START Data for the task

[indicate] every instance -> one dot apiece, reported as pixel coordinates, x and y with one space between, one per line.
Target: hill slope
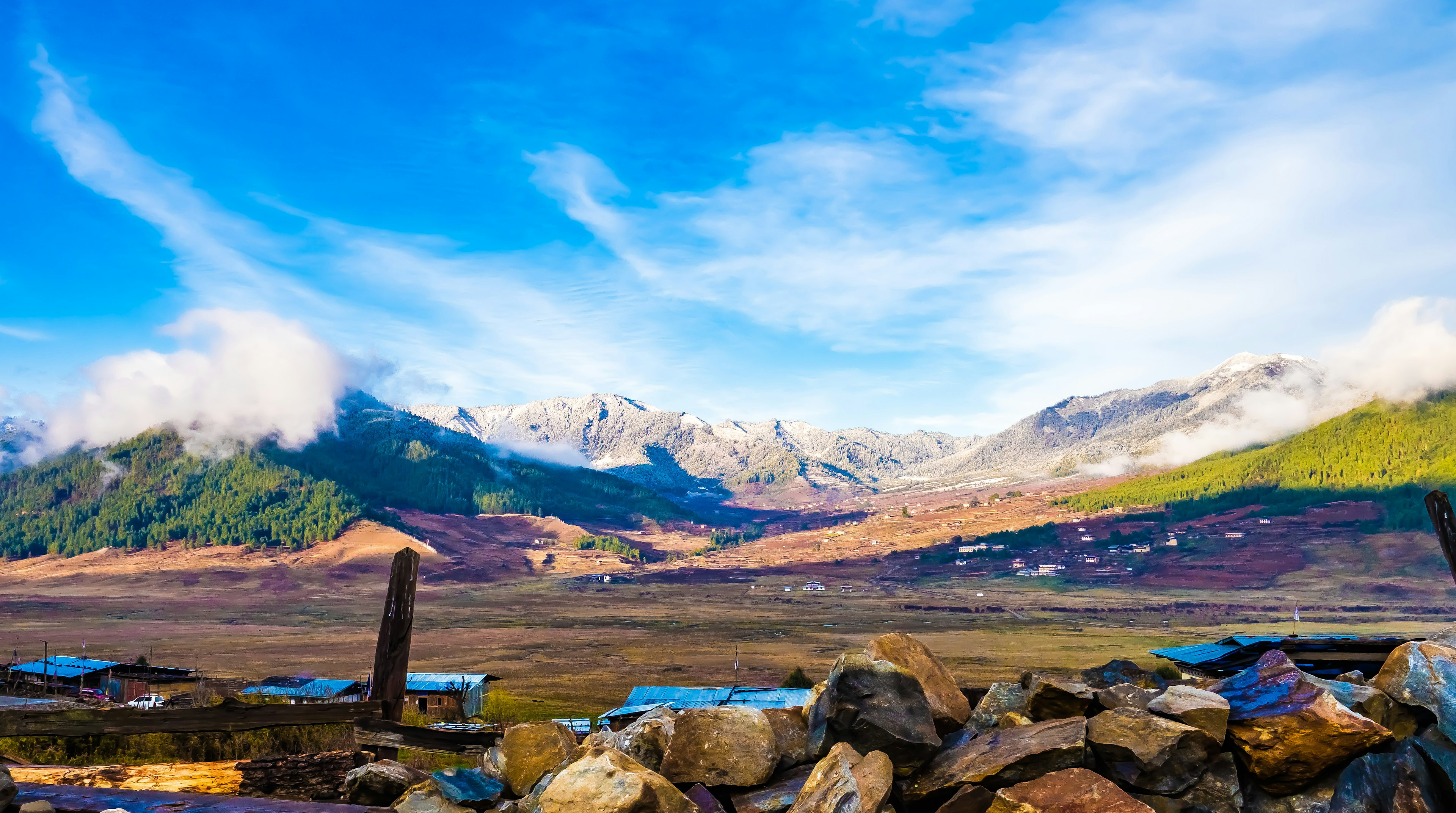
676 450
1385 453
151 491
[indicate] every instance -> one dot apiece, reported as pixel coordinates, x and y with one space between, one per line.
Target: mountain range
683 453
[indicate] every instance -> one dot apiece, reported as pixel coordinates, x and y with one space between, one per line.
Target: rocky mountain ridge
681 451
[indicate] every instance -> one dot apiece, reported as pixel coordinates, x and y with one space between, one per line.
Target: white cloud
241 376
919 18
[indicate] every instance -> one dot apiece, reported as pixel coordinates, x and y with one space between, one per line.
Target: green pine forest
152 491
1387 453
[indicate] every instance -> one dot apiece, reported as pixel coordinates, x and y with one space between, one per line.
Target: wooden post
1440 509
392 651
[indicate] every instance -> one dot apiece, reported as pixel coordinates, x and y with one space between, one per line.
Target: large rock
1126 694
532 750
1423 674
948 706
469 787
998 700
1289 731
646 739
8 789
1053 699
1151 752
608 782
1314 799
874 706
1116 672
426 797
1196 707
791 735
775 797
1372 703
1387 783
379 785
846 783
1216 792
1075 790
972 799
1002 758
724 745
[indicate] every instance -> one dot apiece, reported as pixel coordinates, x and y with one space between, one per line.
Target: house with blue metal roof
1326 656
646 699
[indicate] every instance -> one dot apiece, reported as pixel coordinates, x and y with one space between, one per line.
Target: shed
1326 656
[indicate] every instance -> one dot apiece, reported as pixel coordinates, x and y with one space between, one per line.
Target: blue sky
889 213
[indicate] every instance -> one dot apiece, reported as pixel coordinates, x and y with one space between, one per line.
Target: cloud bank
239 376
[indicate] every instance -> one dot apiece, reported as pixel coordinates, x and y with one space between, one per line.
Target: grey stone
1151 752
1216 792
1194 707
1126 694
379 785
874 706
1387 783
998 700
1002 758
1053 699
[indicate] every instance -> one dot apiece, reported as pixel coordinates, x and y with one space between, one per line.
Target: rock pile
889 732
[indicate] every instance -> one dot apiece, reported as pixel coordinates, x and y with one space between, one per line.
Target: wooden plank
231 716
392 651
1445 523
386 733
178 777
95 800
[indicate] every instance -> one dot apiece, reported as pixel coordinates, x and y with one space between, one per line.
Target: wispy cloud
22 334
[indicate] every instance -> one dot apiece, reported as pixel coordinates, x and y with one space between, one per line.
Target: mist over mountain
678 450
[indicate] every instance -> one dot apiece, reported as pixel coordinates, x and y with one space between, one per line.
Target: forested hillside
151 491
1385 453
395 459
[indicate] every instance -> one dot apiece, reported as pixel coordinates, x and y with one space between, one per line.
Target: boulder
469 787
1387 783
1289 731
1372 703
998 700
1151 752
791 735
379 785
874 706
972 799
1194 707
426 797
1117 672
1053 699
532 750
1423 674
1075 790
8 789
1442 755
846 783
1126 694
1314 799
723 745
608 782
1002 758
704 799
948 706
1014 719
646 739
775 797
1216 792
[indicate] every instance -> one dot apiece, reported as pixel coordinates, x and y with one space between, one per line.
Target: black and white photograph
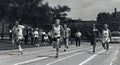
59 32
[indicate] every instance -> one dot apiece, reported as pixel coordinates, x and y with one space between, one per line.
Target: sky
87 9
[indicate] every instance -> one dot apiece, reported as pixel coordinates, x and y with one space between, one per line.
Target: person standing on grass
17 35
106 35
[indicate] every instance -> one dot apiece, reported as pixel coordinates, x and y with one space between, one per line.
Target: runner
94 34
17 35
57 30
78 38
36 37
106 34
66 37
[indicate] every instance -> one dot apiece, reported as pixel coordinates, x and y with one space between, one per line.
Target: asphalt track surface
82 55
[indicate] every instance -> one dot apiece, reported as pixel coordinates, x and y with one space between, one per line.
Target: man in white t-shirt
17 35
66 36
78 38
106 34
36 36
57 31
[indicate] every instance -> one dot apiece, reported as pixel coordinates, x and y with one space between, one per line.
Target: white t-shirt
67 32
78 34
56 30
36 34
106 35
18 31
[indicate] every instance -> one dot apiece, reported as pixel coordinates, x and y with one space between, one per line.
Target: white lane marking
92 57
47 57
31 61
65 58
115 56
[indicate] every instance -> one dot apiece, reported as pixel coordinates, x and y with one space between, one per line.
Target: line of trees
32 12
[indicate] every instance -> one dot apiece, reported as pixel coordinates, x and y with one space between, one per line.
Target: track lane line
47 57
115 56
68 57
90 58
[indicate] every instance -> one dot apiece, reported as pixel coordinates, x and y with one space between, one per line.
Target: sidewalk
7 45
117 60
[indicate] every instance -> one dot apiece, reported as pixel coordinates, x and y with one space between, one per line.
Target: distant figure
31 35
26 34
78 35
66 36
106 34
94 33
10 34
36 36
57 31
17 35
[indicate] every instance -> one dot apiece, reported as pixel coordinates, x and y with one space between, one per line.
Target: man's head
57 22
16 23
65 26
105 26
94 26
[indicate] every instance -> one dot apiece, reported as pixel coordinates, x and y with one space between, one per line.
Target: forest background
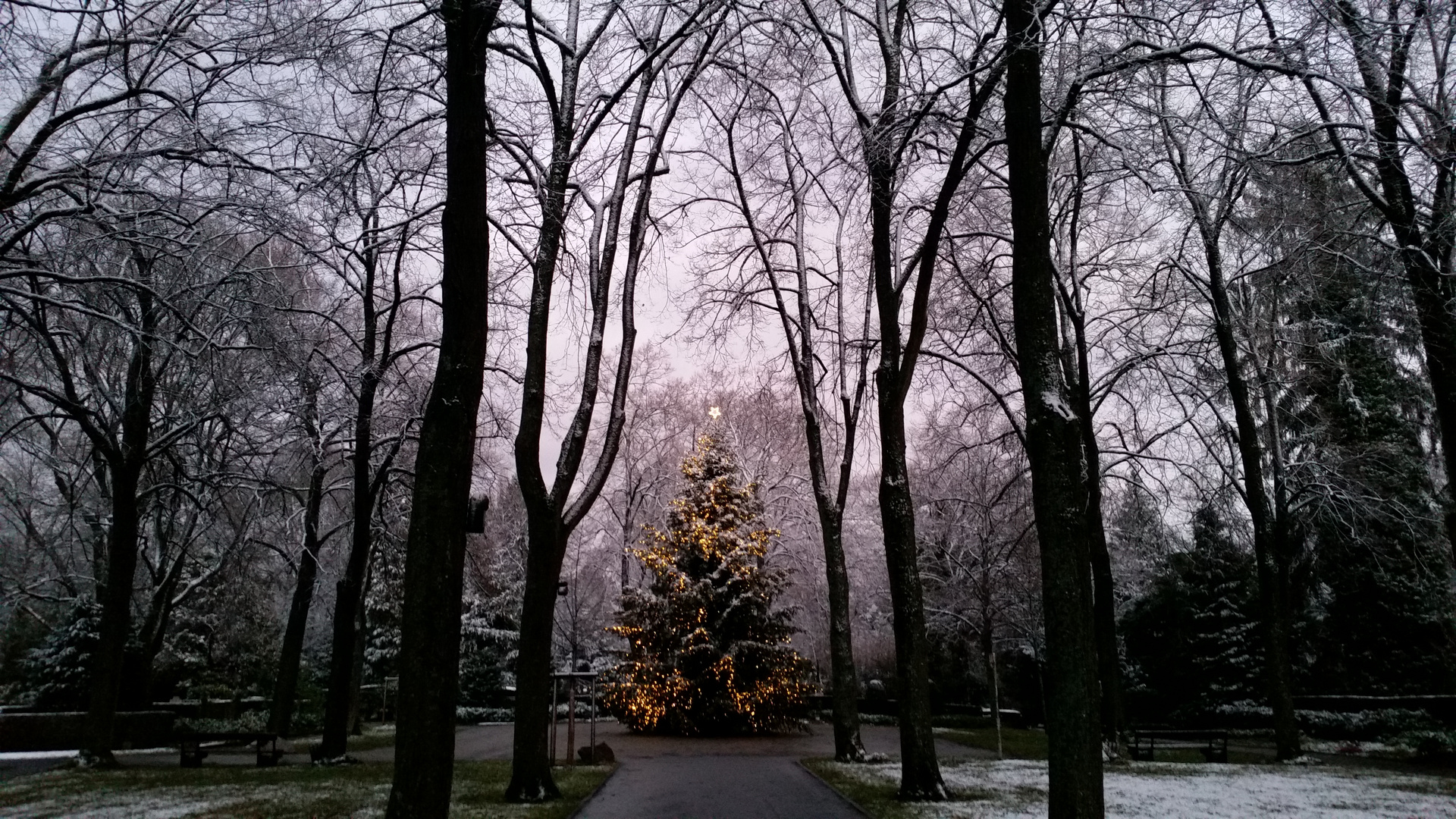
218 312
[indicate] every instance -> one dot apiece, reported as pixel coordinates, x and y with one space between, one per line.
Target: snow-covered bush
58 672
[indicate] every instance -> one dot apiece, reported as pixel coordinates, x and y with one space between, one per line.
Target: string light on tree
707 651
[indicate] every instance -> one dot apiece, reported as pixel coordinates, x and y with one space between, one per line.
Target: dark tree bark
1424 232
1273 551
884 136
350 596
126 461
1273 534
435 561
549 516
1079 375
286 689
1055 444
829 499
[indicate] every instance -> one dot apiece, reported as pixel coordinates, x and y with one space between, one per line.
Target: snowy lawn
1017 789
274 793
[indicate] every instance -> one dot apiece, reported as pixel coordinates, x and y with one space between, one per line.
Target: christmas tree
707 651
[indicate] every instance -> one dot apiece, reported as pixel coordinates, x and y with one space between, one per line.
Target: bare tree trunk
126 463
549 516
845 678
530 764
435 561
1055 445
351 586
1424 235
286 689
1272 550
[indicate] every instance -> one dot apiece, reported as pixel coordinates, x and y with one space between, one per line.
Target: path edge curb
835 790
595 792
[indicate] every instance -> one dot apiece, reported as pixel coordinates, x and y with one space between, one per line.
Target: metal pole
996 701
571 722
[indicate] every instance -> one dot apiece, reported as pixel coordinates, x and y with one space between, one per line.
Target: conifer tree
1191 639
707 651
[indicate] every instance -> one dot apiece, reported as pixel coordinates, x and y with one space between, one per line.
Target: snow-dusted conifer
707 651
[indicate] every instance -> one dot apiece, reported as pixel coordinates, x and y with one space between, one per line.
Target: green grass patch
1017 744
289 792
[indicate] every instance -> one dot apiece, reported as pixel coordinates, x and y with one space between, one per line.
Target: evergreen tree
1356 413
707 651
1191 640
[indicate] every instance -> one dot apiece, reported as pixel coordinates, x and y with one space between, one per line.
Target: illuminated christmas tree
707 651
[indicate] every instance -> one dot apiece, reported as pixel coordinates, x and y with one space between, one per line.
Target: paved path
657 777
728 779
715 787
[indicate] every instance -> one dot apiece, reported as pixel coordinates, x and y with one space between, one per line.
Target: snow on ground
1169 790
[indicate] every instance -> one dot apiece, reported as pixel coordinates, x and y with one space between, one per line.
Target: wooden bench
193 752
1213 745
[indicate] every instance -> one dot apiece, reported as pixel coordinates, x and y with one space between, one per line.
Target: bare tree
1055 439
645 60
887 130
775 203
435 561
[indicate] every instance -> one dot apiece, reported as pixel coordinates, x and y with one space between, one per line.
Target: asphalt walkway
715 787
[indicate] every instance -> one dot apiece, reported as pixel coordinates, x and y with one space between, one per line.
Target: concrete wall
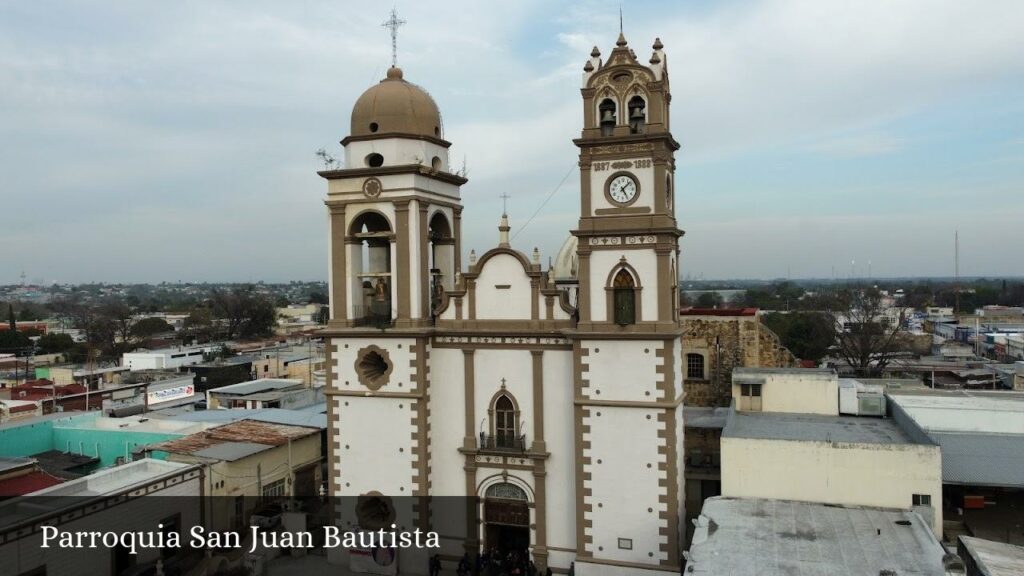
812 393
867 475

END Data for the task

● **Action item**
Output each record verbatim and leave out its pictures.

● **Response to this exercise**
[indicate] every instance -> one dot apiece, reported as pixel coordinates, x and y with one space between, one per line.
Target: hill slope
676 450
1385 453
151 491
[indicate] every instance -> one dot apiece, reported as pixel coordinates, x and y with one space between, one per line.
Target: mountain range
683 453
[indicate] every instance -> one dot apiece, reported as pixel coordinates, x and y with one space between, one per line.
Target: rocky mountain ridge
681 451
[indicate] every instance -> one dot apiece, reported as pixel coordinates, x and y with one space between, one per line.
Target: white cloud
241 376
919 18
[indicate] every instance -> one dot apiece, reported as pixel coordinates, x and y with one space between, one per line.
Target: green pine forest
152 491
1387 453
[indicate] every instance -> one dot apiece, reported as pixel coordinates, x and y with one space between, one per line.
Target: wooden post
1440 509
392 651
[indicate] every instance -> one dot apiece, reported as pixel coordinates, x and y with one space between, one per line.
Target: large rock
1126 694
532 750
1423 674
948 706
469 787
998 700
1289 731
646 739
8 789
1053 699
1151 752
608 782
1314 799
874 706
1116 672
426 797
1196 707
791 735
775 797
1372 703
1387 783
379 785
846 783
1216 792
1075 790
972 799
1002 758
724 745
[indicate] every instance -> one dot apiece, reported as pixel coordinates, x and y with one space between, one per line.
Target: house with blue metal roof
1326 656
646 699
[indicate] every instance -> one dot apiece, reported as pixel coordinates, x and y with one space between, one per line.
Target: shed
1326 656
[indicate] every instance -> one dot apiece, reported as pixel coordinates, x and y with one space between, one per line.
Target: blue sky
889 213
[indicate] every instance -> one dot apiece, reported as pixel coordinates, x and y with one space between, one per line.
Target: cloud bank
239 376
[indicate] every instance -> one dot apiece, reported as pixel coordinates, x and y with one space between, one per line.
Target: grey stone
1151 752
1216 792
1194 707
1126 694
379 785
874 706
1387 783
998 700
1002 758
1053 699
[indicate] every instance -> one dot apiece, reported as pixel coordinates, x and y with one space between, one per line.
Target: rock pile
889 732
[indicate] every instance -> one dot apiece, reported as pixel coordinates, x and y with one space between, one per line.
Target: wooden plank
231 716
392 651
1445 523
386 733
178 777
95 800
[indicate] every instance -> one dot apiece, reported as pixel coordinates, x and y with one space between, one per line.
Target: wispy cloud
22 334
[indicate] every instance -> one dot apiece, reported as pixel coordinates, x and y with one space between, one per line.
Target: mist over mountain
678 450
[indicate] every instance -> one dot apiece, reported as pixel coordinates, x and y with one space between, one per line.
Target: forested hillside
151 491
1385 453
395 459
[indicate] every instance -> one dot apiece, reported as pixel coordinates, x and y with one space between, one per line.
Target: boulder
469 787
1387 783
1289 731
1372 703
998 700
1151 752
791 735
379 785
874 706
972 799
1194 707
426 797
1117 672
1053 699
532 750
1423 674
1075 790
8 789
1442 755
846 783
1126 694
1314 799
723 745
608 782
1002 758
704 799
948 706
1014 719
646 739
775 797
1216 792
[indicate] every instance -> one dot apiece, reported as pixel coordinates, x and y with one space between, one per line.
Target: black and white photograph
59 32
[indicate] every instance -> one dot apiece, reported as pixel coordinates, x and y with one space between, one per line.
Target: sky
87 9
[indicate] every instance -> one dot apiece, reported as pixel coordinates, x and y with one space between, one per line.
Target: person standing on grass
17 35
106 35
[indicate] every instance -> one dot apiece, reported as pixel coordinates, x and y with one space between, one per line.
Target: runner
94 34
17 35
57 30
78 38
36 37
106 34
66 37
[indicate] every instance -> one dot apiece, reported as pixel coordinates, x and y with one space between, one per line.
Target: asphalt track surface
82 55
[indicate] every instance -> one dot apiece, reported as pixel coordinates, x and y with one space between, one per line.
Target: man in white t-shirt
17 35
66 36
78 38
106 34
36 36
57 31
[indicate] every instance -> one dot apiece, reported as pixel coordinates, x and y with one space between, one per line.
Target: white t-shirt
67 32
78 34
56 30
36 34
106 35
18 31
[indicate] every instance -> one dot apiece, reported as pixel coordinates, x and y with one space between, one per line.
Target: white lane marking
92 57
47 57
31 61
65 58
115 56
[indicate] every instance -> one dot apiece, reported as pixel coordinates, x and y with one space between, one per line.
Target: line of trees
32 12
[indicate] every instance -> one dot apiece, reported as pixel coordinates, x and y with one space between, one per line.
Target: track lane line
47 57
115 56
68 57
90 58
[indicate] every instance -> one dot apiece, reported as pixel coordinates, x and y with one space between, one per line.
Target: sidewalk
7 45
117 60
[indicate] every instance -> one dot apiece, reported as pixel coordinates, x and y with one space between, one per line.
Target: distant figure
31 35
26 34
78 35
66 36
106 34
94 33
10 34
36 36
57 31
17 35
[indicate] every instance -> one dot apiece, reported as pixel coordinates, x and y with one space between, one per line.
Target: man's head
57 22
16 23
65 26
105 26
94 26
[indicate] every instance -> one dot apiece, reported as pixel coordinates, x and y with one space between, one per line.
Target: forest background
218 312
[indicate] every instance -> one dot apiece, reported as pixel coordinates, x and y with one space between, one per line.
Target: snow-covered bush
58 672
[indicate] every instance -> one dot apiece, reported as pixel coordinates, x and y with one space between, one per line.
Target: string light on tree
707 651
[indicate] every instance -> one dot apiece, reported as pixel coordinates, x and y with one space between, one per line.
Target: dark tree bark
1424 232
1273 551
884 136
350 596
126 461
1273 534
435 561
549 516
1079 375
286 689
1055 444
829 499
[indicate] every instance -> one dot apiece, reported as pixel coordinates, x and y with one space between, one per line.
Target: snowy lawn
1017 789
274 793
[indicate] every instance -> one dot apiece, reported as pixel coordinates, x and y with one space between, one per line.
Target: christmas tree
707 651
[indicate] every instance -> one dot apiece, reported as pixel coordinates, x and y with one space between, one per line.
Target: bare tree trunk
126 463
549 516
845 678
530 764
435 561
1055 445
351 586
1424 235
286 689
1272 550
[indicate] every instance -> one dot apiece, reported as pixel coordinates, x and y with one space between, one per line.
Target: path edge curb
835 790
595 792
[indicate] every instance -> one dot apiece, reported as pixel coordinates, x and y with one space between, one per line.
Target: metal pole
996 701
571 722
[indicate] every instance -> one dot apiece, reported as pixel coordinates, x and y with one space between, one per line.
Target: conifer tree
1191 639
707 651
[indicate] every instance -> one dot apiece, reported as pixel coordinates, x and y with one space between, one per line.
Target: snow-dusted conifer
707 651
[indicate] every instance -> one dot apiece, reported as pixel coordinates, x and y with one space between, one per line.
Target: green grass patch
1017 744
289 792
[indicate] every instance -> one dot apiece, reported as pixel coordinates, x and y with one space between, one per line.
Target: evergreen tree
1356 413
707 651
1191 640
[indicate] every instance -> one dot apiece, reported as pixel coordinates, x and y with one space between, one per line.
Target: illuminated christmas tree
707 651
[indicate] every instance -> one dot apiece, reported as pixel coordinates, x and y with one space between, one per line.
Target: paved path
657 777
728 779
715 787
[indicate] every instance -> one dot apiece, reported as pixel coordinates, x and y with one space between, one per line.
Target: snow on ground
1169 790
[indicate] every instance -> one dot apiece, reported as pixel coordinates, x and y with one space between, one per line.
Target: wooden bench
193 752
1213 745
[indicate] every instance -> one dot apiece, reported as pixel coordinates, x and y with one space between, one per line.
Target: bare tree
1055 439
645 60
887 130
775 203
435 561
[indicate] every instance -> one dot apiece, reported as pixel coordinates, x and y with one space between, one per line.
Target: asphalt walkway
715 787
[indicate] every instance -> one dot apiece, reported as pixel coordinates, x and y with one space between, one per line.
Target: concrete wall
812 393
867 475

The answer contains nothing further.